## Task statement
Carry on the passage about registered teaching apprenticeships, starting after its final sentence.
##### Passage shown
On-the-job training is typically part of the teacher-education regimen, but until recently, teaching wasn’t part of the federal government’s Registered Apprenticeship Program — and so it wasn’t eligible for the federal funds that often come with that designation. That changed in January 2022 when a program sponsored by Austin Peay State University, in Tennessee, and its local school district became the first registered teaching apprenticeship. Today there are such programs in more than 20 states. Some involve two- and four-year colleges, while others were developed by school districts (check out some models here).
Apprenticeships, along with paid teacher residencies and other grow-your-own approaches, are considered some of the most promising ways to deal with the nation’s continuing shortage of elementary- and secondary-school teachers, especially in rural and urban districts and for specialties like math, science, and special education.
These pipelines can build a more diverse pool because they allow aspiring teachers to train without required clinical assignments that are unpaid. Often programs are designed to attract employees already working in school systems as teachers’ aides or in other paraprofessional roles — people with roots in their communities — which reduces the problem of teacher turnover.
“There’s a narrative that people don’t want to be teachers,” Prentice Chandler, dean at Austin Peay’s education school, told me recently. But when aspiring teachers are presented with a path that suits their needs, he said, many actually do want to take it. Austin Peay has enrolled more than 200 students in its first three cohorts, and it has a 100-person waiting list.
Apprenticeships, and the broader model of residencies, could also help boost enrollments in teacher-preparation programs at colleges and other training organizations around the country, which had dropped by more than 30 percent from 2012 to 2015. Enrollments have been gradually rebounding, but not yet to 2012 levels. You can see those data and more here.
Last week, the U.S. Departments of Education and Labor put some oomph behind the apprenticeship movement, hosting an online event to unveil guidelines developed by an alliance of education organizations to define the “essential elements” of such programs. Among them: at least one year of on-the-job paid learning, a path to at least a bachelor degree, and progressively increasing levels of responsibility and wages.
##########
##### Record extracts
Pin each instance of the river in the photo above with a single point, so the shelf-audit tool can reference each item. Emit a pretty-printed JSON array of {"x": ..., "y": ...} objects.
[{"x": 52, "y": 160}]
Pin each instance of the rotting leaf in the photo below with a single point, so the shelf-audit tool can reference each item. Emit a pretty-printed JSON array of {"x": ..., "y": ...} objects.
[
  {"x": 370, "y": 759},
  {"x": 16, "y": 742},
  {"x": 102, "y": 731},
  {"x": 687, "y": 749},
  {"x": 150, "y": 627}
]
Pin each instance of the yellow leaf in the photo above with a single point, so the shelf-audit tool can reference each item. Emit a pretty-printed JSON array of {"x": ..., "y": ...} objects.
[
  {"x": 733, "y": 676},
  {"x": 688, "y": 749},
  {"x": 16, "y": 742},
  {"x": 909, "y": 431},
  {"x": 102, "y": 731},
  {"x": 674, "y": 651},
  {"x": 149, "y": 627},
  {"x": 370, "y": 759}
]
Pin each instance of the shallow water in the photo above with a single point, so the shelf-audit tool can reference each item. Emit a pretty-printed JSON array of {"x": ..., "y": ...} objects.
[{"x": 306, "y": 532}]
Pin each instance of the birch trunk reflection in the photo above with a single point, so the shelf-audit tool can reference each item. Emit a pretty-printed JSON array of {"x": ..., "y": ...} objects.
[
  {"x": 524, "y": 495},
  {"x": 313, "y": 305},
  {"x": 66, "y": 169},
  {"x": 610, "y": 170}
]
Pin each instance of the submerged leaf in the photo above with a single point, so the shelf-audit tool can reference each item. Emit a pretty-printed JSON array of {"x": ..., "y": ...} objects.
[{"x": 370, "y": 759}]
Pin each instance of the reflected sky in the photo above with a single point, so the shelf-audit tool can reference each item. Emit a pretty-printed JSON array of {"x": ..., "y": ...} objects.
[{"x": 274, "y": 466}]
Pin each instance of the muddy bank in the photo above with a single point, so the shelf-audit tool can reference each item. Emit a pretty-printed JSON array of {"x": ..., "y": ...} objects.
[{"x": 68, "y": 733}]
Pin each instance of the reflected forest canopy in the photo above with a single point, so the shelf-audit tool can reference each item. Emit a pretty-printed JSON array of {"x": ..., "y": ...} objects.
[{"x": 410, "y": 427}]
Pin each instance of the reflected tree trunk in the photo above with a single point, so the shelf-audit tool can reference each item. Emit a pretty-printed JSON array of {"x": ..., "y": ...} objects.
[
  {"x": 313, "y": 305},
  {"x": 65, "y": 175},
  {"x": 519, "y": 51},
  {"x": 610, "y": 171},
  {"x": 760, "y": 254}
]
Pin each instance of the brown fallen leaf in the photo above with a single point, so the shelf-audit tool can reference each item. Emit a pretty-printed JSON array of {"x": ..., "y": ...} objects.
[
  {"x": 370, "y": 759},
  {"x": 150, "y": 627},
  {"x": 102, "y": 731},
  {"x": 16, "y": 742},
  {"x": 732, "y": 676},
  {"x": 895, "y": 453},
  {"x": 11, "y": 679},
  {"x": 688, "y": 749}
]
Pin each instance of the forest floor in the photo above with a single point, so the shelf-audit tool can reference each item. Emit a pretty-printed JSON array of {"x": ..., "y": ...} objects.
##########
## Response to the task
While the guidelines are voluntary, the intent is to set a standard for quality, said Jacqueline King, a consultant to the American Association of Colleges for Teacher Education and a co-chair of the group that wrote the guidelines, even as individual organizations might choose different models. One more example: Apprentices should never be the teacher of record. “We want these apprentices to really be in learning mode,” King told me. “If they’re solo in the classroom, they’re not getting that direct observation and feedback.”
Residency programs that are apprenticeships can become eligible for Department of Labor grants and funds from its Workforce Innovation and Opportunity Act program. Those additional spigots of money can lower costs for students and for colleges and organizations offering the programs — in some cases to subsidize students’ tuition, transportation expenses, or fees for their licensing exams.
Since the pandemic’s disruptions to schooling, I’ve been tracking various new approaches to teacher prep, especially models that aim to diversify the profession and raise its stature. King told me she’s seen “huge interest” in apprenticeships, and she’s hopeful that the new guidelines, designed to facilitate new applications to the program — along with a $35-million commitment from the Department of Labor — will give them (and apprenticeships for principals) a boost.
Quick news of note.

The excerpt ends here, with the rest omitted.